### INSTRUCTIONS TO FOLLOW
List every line in the listing below that contains the string "wheel", treating uppercase and lowercase letters as distinct.

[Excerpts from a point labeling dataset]
☆ ☆ ☆ ☆ ☆

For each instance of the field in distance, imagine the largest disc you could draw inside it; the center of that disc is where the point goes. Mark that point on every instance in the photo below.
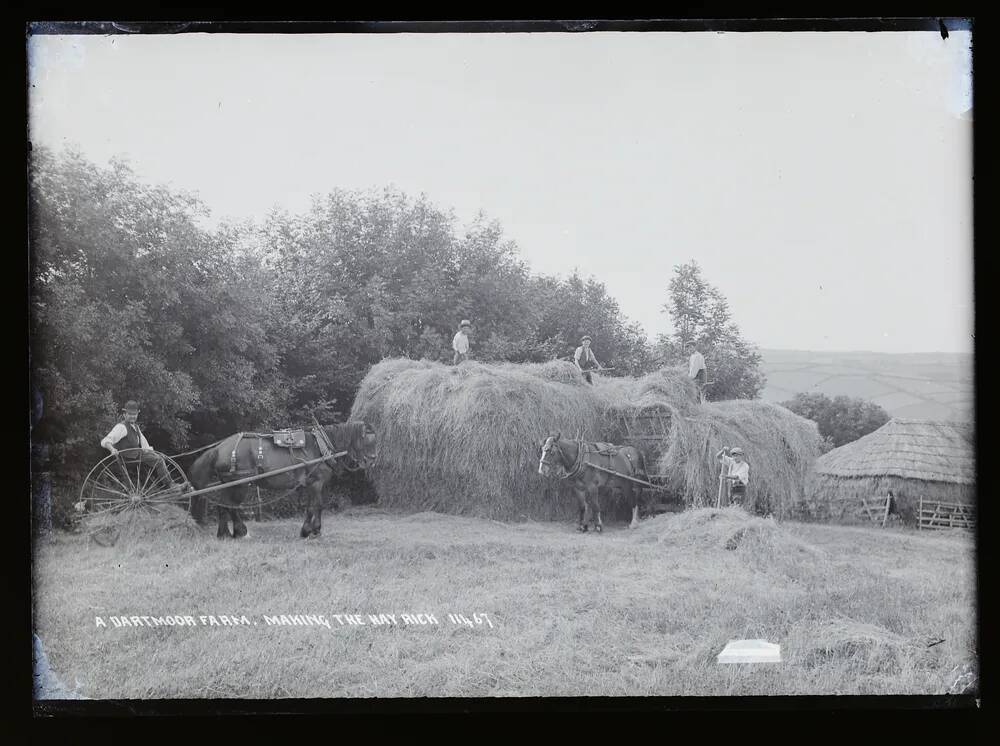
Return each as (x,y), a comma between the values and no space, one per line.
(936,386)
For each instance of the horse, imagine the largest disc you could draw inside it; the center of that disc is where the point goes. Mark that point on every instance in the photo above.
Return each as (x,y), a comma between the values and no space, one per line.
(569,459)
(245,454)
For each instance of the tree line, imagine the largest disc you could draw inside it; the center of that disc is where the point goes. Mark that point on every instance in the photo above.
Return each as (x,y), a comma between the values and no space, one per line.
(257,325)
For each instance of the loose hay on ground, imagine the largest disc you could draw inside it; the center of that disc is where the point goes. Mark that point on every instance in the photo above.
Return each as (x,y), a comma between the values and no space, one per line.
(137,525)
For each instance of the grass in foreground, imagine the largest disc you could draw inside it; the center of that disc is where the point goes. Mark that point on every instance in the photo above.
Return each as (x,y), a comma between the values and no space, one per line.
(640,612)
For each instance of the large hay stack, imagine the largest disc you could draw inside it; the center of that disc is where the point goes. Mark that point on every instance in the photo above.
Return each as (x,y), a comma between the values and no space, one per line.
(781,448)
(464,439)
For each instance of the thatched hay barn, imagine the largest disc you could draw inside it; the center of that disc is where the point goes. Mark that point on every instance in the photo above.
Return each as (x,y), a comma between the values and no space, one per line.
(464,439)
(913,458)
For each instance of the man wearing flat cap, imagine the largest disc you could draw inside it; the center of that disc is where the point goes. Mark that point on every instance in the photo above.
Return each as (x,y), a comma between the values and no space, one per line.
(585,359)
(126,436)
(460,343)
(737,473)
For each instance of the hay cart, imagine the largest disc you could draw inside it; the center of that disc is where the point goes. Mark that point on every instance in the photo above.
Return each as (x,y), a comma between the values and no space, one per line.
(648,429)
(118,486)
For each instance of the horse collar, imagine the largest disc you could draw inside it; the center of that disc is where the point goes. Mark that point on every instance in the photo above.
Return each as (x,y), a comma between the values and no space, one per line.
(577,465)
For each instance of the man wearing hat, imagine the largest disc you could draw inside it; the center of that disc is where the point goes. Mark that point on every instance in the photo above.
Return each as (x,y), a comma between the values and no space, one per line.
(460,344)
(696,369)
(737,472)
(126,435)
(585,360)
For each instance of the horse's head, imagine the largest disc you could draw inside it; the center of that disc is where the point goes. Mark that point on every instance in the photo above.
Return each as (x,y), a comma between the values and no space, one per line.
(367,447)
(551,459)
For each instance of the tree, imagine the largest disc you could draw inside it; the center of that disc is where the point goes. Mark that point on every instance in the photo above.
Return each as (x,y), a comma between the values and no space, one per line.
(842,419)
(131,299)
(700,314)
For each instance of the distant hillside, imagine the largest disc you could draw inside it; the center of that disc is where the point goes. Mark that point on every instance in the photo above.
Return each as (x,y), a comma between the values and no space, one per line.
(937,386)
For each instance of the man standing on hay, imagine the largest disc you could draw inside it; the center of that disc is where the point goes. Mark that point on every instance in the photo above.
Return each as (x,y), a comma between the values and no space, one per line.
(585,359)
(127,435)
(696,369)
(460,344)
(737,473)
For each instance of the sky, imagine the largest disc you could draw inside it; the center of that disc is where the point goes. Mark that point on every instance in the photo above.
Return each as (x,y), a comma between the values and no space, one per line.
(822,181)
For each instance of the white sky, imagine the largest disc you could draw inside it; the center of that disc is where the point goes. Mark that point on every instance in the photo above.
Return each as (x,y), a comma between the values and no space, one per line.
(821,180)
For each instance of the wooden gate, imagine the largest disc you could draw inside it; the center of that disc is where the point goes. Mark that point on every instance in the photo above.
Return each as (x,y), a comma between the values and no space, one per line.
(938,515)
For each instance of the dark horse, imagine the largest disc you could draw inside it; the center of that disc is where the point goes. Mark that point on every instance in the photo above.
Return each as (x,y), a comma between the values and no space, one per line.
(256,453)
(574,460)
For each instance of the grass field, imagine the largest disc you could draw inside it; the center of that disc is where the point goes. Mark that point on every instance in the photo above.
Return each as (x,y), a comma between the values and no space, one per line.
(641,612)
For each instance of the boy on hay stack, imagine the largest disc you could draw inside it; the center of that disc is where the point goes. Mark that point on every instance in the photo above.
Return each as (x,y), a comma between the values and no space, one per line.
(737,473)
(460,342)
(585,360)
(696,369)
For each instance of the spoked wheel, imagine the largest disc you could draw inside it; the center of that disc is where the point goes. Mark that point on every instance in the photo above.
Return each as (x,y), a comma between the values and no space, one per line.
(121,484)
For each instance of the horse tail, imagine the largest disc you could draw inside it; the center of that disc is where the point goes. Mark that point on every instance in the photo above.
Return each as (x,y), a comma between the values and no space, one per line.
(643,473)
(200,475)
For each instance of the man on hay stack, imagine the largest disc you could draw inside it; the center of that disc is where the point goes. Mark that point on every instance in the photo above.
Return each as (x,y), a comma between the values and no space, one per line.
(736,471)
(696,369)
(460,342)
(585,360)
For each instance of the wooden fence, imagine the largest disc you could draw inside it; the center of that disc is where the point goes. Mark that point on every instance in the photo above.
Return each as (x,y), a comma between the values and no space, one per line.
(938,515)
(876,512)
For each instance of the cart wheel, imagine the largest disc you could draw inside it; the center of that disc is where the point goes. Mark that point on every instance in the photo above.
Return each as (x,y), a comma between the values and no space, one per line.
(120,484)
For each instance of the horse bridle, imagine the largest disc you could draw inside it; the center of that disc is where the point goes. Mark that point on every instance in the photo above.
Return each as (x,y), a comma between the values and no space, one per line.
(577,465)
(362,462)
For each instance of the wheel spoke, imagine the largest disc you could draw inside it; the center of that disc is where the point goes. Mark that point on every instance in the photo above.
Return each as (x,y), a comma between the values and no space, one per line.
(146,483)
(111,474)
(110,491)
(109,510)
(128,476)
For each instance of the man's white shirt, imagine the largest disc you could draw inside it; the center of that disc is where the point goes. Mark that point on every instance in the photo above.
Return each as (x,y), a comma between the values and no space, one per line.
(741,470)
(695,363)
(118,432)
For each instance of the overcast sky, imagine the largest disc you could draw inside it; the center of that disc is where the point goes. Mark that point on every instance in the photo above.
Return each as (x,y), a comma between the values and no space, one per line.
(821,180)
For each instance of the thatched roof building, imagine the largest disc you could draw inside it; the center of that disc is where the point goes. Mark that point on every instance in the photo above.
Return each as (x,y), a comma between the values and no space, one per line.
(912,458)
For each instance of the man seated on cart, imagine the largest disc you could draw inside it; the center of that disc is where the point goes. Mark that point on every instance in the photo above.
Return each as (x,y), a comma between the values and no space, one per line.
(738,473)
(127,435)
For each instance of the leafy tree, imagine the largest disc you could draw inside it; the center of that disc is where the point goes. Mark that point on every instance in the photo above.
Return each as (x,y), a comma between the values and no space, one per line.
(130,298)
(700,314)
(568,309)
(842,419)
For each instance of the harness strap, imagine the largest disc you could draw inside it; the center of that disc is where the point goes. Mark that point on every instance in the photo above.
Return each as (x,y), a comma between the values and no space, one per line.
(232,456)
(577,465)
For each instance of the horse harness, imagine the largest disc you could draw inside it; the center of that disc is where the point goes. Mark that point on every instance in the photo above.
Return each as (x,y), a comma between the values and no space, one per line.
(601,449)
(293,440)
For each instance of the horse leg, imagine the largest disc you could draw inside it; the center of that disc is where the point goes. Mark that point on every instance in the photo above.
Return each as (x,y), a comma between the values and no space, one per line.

☆ ☆ ☆ ☆ ☆

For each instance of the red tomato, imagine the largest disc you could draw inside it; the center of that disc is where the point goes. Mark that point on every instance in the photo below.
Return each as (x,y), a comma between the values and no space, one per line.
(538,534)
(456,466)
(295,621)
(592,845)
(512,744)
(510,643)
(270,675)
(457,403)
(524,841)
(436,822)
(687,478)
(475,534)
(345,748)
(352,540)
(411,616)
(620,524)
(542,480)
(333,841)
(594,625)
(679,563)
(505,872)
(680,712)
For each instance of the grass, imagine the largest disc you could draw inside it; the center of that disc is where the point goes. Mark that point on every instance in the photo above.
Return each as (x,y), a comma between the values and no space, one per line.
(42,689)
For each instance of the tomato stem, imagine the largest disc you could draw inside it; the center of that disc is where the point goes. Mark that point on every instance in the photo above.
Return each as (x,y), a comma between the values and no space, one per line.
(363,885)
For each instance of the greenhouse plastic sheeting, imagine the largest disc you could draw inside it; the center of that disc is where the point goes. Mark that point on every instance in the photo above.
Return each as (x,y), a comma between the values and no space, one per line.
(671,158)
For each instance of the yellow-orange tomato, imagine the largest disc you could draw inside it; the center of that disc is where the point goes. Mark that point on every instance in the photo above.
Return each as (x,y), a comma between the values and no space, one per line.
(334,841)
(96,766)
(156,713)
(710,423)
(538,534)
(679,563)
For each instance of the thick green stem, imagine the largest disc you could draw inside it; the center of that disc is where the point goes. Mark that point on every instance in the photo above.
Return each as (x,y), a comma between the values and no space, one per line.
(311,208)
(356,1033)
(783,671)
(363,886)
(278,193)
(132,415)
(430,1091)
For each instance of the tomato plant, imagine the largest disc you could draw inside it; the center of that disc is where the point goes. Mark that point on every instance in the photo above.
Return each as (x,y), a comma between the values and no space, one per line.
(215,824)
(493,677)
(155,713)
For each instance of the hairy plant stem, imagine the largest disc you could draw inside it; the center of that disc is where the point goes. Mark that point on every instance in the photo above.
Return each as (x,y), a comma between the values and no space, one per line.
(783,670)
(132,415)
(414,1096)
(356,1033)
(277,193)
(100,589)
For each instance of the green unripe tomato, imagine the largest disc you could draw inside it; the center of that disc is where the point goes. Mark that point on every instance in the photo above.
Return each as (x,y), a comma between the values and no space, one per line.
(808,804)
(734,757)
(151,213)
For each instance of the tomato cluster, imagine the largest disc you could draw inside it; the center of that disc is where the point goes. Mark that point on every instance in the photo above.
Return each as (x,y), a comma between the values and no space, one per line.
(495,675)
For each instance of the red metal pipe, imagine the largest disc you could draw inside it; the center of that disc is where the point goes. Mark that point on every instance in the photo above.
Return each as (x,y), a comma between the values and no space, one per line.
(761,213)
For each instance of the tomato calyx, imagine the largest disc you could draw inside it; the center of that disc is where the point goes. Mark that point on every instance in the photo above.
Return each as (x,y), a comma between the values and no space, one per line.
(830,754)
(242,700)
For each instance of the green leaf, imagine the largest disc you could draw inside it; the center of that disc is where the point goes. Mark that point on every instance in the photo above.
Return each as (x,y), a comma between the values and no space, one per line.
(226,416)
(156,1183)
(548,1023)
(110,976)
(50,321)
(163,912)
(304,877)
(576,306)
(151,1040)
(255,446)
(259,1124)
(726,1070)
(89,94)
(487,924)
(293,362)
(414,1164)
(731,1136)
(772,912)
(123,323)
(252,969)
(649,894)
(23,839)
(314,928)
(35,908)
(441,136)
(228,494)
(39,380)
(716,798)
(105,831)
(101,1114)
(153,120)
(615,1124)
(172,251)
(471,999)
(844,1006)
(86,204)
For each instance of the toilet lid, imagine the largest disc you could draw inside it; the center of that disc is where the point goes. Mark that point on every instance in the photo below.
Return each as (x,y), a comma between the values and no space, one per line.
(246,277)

☆ ☆ ☆ ☆ ☆

### COMPLETE ANSWER
For each instance of the spoked wheel, imagine the largest disc you could draw inside it; the center of that disc is where the point goes. Mark that point on every instance in the photo above.
For each instance of the cart wheel, imagine the largest disc you could draw inside it; the center of that disc is where the point goes. Mark that point on every instance in the photo above.
For each instance of the wheel spoke, imagine the largest disc you could draw inside it; the center of that disc is where the point goes. Mark that point on every instance in the photo above.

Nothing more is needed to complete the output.